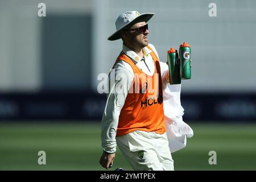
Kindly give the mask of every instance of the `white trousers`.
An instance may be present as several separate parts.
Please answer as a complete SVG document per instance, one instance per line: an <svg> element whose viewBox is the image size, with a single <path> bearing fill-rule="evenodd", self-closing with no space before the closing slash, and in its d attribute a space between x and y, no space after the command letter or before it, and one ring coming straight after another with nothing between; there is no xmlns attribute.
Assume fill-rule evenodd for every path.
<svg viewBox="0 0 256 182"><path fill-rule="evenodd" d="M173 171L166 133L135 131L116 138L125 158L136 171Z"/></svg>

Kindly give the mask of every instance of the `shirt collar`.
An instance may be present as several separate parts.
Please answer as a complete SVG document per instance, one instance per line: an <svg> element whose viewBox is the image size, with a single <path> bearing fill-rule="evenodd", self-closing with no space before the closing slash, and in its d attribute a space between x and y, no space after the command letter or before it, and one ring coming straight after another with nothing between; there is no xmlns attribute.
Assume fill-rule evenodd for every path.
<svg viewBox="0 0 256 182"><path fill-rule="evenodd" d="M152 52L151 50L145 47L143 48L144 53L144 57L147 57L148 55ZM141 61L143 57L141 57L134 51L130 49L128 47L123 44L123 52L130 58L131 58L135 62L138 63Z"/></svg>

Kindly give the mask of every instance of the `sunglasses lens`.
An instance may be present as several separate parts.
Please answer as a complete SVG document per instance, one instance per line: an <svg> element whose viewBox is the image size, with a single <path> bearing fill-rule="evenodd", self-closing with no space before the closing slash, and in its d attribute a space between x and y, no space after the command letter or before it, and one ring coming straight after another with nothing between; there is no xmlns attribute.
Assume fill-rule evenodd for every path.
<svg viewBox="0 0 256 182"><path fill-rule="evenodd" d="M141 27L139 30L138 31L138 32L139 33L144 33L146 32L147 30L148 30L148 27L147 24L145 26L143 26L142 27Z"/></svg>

*****

JOB = Count how many lines in the rows above contain the word "give". Reply with that number only.

FULL RESPONSE = 3